### What to produce
Go through the records underneath and count the lines that include the string "shorts". Give nothing but the number.

(Stored data entries)
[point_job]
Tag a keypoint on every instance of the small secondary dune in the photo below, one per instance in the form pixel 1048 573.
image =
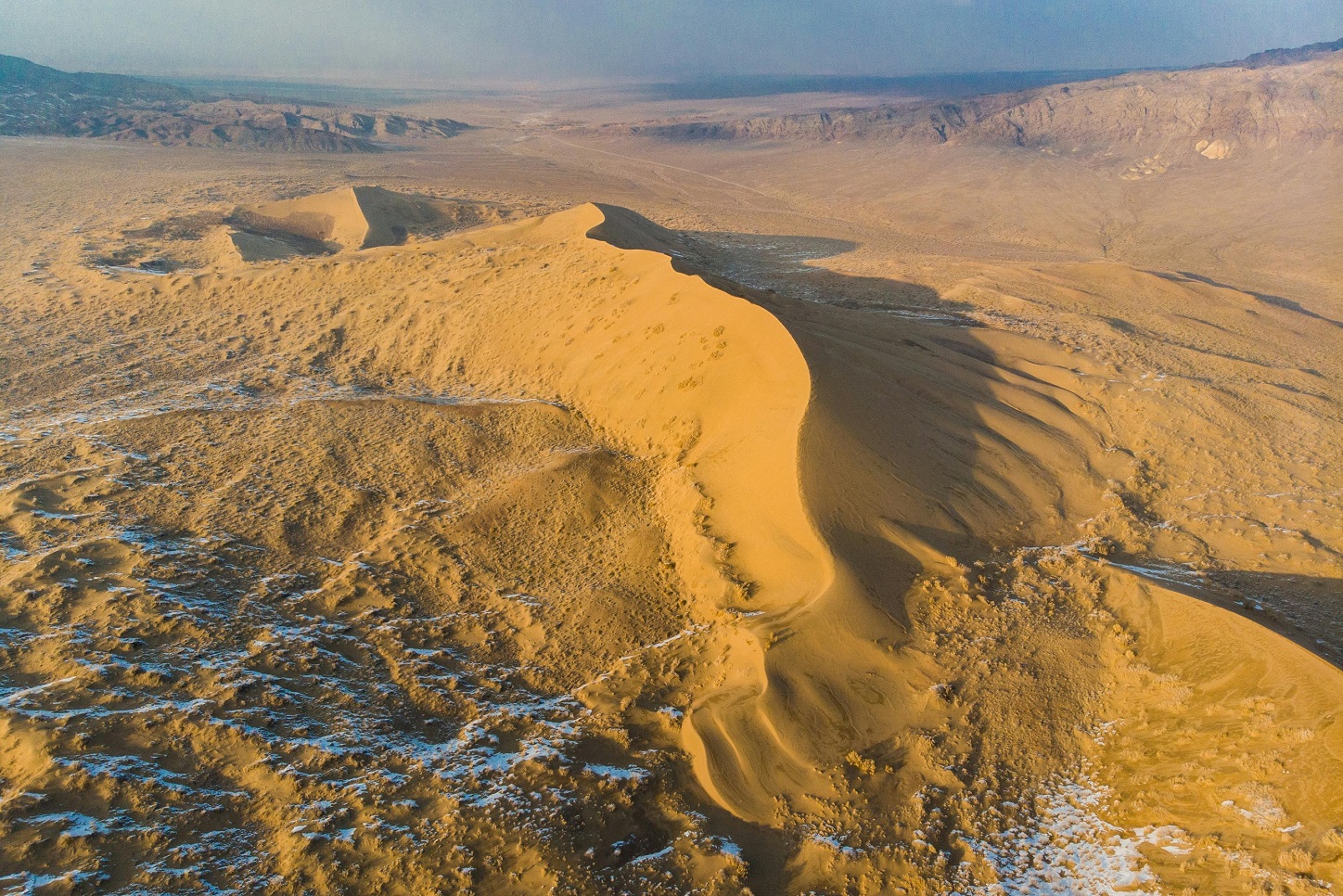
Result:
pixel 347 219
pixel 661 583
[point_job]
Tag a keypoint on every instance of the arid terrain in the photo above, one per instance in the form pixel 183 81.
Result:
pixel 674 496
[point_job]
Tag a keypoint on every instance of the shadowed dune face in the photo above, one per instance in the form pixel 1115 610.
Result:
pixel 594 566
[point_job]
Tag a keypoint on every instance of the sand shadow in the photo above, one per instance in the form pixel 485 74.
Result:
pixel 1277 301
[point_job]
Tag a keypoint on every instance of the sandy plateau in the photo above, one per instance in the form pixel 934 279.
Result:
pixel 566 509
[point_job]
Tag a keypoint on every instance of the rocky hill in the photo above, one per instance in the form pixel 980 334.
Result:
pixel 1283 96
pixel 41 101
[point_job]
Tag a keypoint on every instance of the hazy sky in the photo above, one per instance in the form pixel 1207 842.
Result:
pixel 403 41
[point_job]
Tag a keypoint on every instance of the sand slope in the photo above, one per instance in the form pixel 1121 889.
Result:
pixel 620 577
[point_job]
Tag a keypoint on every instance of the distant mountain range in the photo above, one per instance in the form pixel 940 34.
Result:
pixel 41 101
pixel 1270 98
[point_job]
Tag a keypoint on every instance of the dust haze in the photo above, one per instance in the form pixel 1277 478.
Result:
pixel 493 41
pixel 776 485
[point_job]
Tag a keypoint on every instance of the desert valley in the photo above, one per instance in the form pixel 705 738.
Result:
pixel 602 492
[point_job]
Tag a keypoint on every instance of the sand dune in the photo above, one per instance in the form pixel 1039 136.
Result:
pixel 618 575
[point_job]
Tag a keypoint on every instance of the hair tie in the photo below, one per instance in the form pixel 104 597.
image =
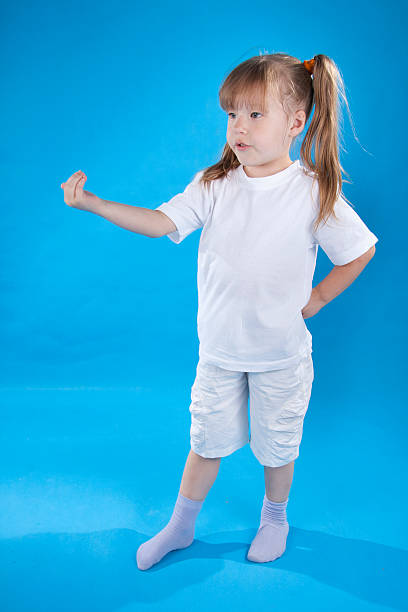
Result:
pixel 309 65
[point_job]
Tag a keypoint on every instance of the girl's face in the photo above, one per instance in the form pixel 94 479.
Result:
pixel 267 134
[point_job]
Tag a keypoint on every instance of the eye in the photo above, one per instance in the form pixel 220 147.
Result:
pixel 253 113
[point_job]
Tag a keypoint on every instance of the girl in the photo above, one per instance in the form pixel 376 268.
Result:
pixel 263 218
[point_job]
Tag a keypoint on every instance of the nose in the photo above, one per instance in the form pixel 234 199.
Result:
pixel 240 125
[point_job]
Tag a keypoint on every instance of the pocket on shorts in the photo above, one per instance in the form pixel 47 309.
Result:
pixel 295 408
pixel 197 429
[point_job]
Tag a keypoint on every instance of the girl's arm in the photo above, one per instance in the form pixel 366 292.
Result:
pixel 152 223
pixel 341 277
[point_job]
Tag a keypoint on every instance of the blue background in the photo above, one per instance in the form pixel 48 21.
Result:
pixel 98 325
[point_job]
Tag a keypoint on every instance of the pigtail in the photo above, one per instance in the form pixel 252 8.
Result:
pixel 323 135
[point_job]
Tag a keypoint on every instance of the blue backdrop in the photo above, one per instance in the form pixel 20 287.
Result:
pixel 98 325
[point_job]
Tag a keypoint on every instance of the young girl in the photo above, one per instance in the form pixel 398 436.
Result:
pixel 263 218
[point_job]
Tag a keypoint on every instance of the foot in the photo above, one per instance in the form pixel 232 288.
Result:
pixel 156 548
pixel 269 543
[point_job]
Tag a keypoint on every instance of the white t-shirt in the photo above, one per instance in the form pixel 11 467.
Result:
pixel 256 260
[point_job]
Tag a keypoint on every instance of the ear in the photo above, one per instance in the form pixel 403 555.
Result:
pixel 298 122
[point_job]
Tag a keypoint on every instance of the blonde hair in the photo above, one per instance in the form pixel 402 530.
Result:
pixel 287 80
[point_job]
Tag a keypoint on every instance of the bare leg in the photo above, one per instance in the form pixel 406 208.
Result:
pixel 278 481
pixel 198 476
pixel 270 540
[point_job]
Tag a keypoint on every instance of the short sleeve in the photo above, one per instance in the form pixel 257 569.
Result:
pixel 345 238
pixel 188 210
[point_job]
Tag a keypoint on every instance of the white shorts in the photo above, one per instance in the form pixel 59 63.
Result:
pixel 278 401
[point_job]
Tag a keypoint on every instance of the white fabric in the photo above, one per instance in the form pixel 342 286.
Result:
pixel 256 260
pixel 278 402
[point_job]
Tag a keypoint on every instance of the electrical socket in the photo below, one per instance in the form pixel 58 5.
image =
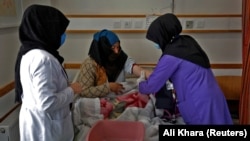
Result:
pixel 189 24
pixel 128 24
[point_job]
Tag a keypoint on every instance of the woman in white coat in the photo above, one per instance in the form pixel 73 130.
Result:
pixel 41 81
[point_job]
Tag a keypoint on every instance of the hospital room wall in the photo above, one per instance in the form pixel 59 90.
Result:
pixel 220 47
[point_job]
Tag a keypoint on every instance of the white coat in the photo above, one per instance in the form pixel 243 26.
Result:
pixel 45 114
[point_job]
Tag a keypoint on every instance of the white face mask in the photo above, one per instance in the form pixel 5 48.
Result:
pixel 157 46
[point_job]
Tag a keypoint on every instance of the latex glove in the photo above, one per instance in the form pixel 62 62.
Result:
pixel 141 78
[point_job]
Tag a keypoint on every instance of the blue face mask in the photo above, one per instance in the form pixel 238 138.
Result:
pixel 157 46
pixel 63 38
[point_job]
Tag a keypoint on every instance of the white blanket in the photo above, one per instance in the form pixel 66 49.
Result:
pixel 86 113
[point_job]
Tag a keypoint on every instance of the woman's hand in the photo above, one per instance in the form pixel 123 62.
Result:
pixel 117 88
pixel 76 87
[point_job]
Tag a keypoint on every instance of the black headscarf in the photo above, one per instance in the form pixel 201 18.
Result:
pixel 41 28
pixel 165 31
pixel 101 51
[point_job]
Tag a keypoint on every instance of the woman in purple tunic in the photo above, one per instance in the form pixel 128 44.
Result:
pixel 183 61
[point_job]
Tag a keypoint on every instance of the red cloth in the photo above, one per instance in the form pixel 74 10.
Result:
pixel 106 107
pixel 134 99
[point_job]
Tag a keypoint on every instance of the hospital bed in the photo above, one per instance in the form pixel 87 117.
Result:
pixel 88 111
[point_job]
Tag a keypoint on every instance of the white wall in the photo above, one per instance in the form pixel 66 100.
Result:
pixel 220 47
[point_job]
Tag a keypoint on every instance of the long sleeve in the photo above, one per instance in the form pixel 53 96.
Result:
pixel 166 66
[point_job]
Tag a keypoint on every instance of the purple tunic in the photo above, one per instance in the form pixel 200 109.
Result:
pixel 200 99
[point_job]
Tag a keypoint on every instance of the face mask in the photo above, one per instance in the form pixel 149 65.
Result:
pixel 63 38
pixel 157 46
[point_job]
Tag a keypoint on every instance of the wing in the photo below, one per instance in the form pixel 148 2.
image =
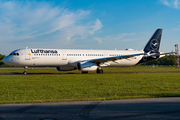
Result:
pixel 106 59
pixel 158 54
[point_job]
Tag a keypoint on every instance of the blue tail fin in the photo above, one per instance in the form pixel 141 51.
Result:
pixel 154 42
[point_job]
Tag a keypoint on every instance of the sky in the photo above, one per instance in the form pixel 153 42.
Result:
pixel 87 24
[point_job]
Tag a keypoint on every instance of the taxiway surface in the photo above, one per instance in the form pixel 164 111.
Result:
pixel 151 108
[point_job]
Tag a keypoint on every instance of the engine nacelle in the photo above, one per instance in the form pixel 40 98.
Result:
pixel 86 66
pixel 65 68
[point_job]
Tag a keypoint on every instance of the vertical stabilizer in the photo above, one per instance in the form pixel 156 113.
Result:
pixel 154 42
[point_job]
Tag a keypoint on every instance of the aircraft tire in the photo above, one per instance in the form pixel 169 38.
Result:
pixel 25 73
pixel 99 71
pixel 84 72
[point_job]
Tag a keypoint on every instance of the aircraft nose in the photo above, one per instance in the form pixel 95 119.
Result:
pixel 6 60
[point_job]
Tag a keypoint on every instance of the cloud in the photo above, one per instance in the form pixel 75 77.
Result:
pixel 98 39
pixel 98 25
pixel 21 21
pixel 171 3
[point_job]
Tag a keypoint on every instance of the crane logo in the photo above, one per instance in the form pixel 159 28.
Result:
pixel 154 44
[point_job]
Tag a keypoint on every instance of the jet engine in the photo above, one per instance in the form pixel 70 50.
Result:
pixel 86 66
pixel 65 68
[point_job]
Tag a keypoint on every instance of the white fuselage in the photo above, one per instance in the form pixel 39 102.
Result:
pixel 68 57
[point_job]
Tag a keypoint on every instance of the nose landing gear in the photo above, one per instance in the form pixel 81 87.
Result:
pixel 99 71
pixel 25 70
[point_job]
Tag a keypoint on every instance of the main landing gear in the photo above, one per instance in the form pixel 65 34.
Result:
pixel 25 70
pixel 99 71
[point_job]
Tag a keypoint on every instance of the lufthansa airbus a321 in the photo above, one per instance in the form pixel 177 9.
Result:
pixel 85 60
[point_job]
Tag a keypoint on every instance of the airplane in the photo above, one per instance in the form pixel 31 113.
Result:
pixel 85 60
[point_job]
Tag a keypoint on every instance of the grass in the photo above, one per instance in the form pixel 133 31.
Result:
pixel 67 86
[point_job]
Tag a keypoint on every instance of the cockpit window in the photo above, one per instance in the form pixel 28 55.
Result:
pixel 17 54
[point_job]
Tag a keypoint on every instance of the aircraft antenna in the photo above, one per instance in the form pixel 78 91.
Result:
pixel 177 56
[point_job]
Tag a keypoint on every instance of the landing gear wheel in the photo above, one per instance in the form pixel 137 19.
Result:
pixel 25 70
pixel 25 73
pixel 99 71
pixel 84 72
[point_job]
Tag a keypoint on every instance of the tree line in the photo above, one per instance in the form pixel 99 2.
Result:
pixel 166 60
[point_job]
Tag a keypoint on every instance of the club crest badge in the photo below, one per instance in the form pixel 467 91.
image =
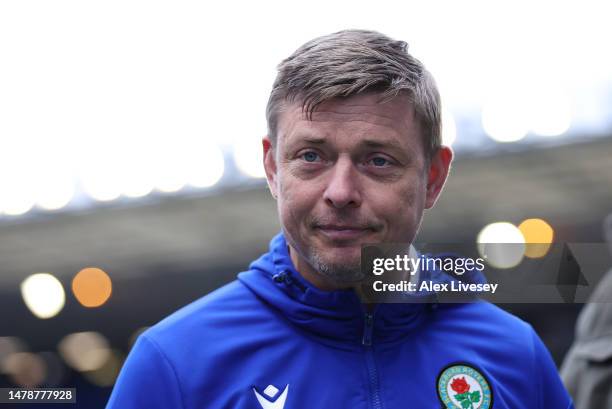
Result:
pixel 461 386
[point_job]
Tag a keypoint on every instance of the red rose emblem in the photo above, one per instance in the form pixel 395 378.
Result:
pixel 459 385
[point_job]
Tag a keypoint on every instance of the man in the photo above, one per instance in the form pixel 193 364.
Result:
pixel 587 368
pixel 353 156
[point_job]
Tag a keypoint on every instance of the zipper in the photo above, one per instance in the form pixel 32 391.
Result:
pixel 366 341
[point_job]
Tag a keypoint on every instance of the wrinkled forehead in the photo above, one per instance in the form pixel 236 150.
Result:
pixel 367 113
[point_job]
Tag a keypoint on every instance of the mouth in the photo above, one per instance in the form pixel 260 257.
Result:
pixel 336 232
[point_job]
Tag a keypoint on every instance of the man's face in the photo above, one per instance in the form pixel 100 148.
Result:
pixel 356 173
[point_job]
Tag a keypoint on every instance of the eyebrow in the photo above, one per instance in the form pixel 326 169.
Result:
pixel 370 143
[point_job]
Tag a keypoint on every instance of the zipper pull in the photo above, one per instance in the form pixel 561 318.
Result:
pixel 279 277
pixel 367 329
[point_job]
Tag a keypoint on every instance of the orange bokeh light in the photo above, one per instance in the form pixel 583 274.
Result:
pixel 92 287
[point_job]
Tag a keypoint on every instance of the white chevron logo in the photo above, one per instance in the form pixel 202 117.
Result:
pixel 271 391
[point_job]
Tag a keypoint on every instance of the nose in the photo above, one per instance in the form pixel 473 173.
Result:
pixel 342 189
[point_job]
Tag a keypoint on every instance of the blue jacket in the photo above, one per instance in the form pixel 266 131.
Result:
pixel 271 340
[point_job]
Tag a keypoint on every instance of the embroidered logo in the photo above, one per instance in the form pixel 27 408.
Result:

### Answer space
2